_Tasks:_
1) Decide whether each of these statements agrees with the book review, answering yes or no and quoting the review's deciding words: (a) Francis lives and works in Edinburgh. (b) The book covers twelve months of the pandemic. (c) Francis closes his account of 2020 by saying the work of medicine is nearly done.
2) Translate this sentence from the book review into Spanish: "Francis shares a personal account of caring for his community."

_Page text:_
++++
‘CARE’ is something we do for others, but it’s also an emotional attitude of attentive compassion, of kindness, and delivering it can be a privilege as much as it can also be a burden and a responsibility.
These words from GP Gavin Francis’ perhaps best capture the message of his new book, Intensive Care. Francis writes on behalf of the medical profession, eloquently telling of “the evolution of a pandemic seen from inside that profession, carrying on its work quietly, unobtrusively”.
Healthcare professionals know all too well the immense challenges posed by Covid-19 during the long months of 2020, and what they did to support and care for their patients and communities. Francis shares a personal account of caring for his community. This is important. It provides a reminder of why the quietly, unobtrusively caring profession was cheered so loudly early in the pandemic.
Intensive Care is skilfully written and provides a concise, stirring account of nine months when everything changed. Francis’ narrative of his everyday encounters with, and care of, patients is complemented by asides on medical history (including pandemics and public health, with fascinating tales about life in days gone by in Edinburgh, where Francis lives and works), the science of viruses and vaccines, along with the details of what we very quickly learnt about Covid and how it makes us ill, and how the profession rose to tackle one of the greatest challenges faced by the NHS.
Francis explores the burdens and responsibilities borne by healthcare professionals during the pandemic in the face of what some doctors considered to be inconsistent and unclear official advice, limited access to PPE, new ways of working (balancing the need for greater remote working with the need to maintain the fundamental aspect of the doctor-patient interaction – the clinical encounter) and those suddenly even-more-difficult conversations about end-of-life care and ‘rationing’ healthcare. Francis writes: “I had the sense that society was only just becoming aware of the gruelling questions that, within medicine, we’re accustomed to asking”.
Perhaps one of the greatest challenges, along with ‘long Covid’, facing the NHS in the years ahead will be the mental health repercussions from the pandemic and lockdown. Francis ends his account of 2020 with an acknowledgement that “the work of medicine is without end” and that, as before, intensive care and kindness will help us overcome all.
++++
_Dataset extract:_
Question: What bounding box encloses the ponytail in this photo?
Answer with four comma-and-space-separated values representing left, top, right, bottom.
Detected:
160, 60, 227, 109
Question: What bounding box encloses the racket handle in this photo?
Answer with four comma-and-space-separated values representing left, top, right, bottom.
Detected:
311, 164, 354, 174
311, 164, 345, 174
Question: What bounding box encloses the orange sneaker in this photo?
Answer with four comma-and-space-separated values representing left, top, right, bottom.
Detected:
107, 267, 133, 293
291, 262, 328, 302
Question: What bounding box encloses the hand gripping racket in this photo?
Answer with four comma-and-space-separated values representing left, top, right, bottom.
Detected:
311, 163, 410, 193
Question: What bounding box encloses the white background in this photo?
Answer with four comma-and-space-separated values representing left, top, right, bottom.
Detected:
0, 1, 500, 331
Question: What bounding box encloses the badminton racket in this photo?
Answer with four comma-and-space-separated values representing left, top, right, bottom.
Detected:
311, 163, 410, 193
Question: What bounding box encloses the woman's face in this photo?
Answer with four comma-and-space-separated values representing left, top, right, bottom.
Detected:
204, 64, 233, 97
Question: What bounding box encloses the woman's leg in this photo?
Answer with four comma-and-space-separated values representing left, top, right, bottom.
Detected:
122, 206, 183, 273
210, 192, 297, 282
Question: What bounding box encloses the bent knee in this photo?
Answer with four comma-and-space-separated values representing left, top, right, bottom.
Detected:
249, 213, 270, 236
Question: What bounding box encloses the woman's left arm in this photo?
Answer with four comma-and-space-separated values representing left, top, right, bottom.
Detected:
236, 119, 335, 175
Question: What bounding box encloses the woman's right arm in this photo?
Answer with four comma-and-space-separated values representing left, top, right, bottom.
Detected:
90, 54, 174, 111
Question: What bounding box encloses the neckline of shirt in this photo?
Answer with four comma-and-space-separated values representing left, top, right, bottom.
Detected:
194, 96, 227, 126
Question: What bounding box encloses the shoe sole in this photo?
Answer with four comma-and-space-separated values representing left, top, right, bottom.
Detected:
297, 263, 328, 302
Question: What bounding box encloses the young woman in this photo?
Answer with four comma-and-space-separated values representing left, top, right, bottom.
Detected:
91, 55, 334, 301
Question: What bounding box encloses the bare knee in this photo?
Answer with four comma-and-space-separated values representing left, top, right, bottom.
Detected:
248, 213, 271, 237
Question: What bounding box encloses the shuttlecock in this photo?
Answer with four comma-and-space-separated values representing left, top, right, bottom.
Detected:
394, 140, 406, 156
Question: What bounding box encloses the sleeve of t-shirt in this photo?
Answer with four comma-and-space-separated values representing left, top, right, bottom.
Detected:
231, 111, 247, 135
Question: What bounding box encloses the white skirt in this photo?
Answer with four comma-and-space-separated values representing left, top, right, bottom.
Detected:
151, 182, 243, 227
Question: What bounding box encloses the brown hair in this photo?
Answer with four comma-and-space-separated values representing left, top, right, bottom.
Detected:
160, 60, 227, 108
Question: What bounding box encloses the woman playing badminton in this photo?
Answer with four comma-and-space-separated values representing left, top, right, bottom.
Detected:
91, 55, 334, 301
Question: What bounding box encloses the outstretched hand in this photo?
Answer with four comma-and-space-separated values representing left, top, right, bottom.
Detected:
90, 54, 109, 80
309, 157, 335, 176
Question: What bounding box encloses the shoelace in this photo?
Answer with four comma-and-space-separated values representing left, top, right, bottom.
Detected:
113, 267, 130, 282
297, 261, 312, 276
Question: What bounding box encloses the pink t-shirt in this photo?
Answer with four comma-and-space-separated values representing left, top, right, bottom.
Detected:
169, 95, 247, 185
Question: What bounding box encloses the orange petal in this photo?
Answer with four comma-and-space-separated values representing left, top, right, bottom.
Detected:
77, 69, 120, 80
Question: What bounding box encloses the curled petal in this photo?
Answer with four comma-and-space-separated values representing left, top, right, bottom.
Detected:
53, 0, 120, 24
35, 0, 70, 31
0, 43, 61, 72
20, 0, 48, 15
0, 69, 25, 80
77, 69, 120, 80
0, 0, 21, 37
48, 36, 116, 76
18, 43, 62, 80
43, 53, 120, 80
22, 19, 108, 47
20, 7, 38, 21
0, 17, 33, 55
++++
_Solutions for each task:_
1)
(a) Yes: "Edinburgh, where Francis lives and works"
(b) No: "a concise, stirring account of nine months when everything changed"
(c) No: "the work of medicine is without end"

2) Francis comparte un relato personal sobre el cuidado de su comunidad.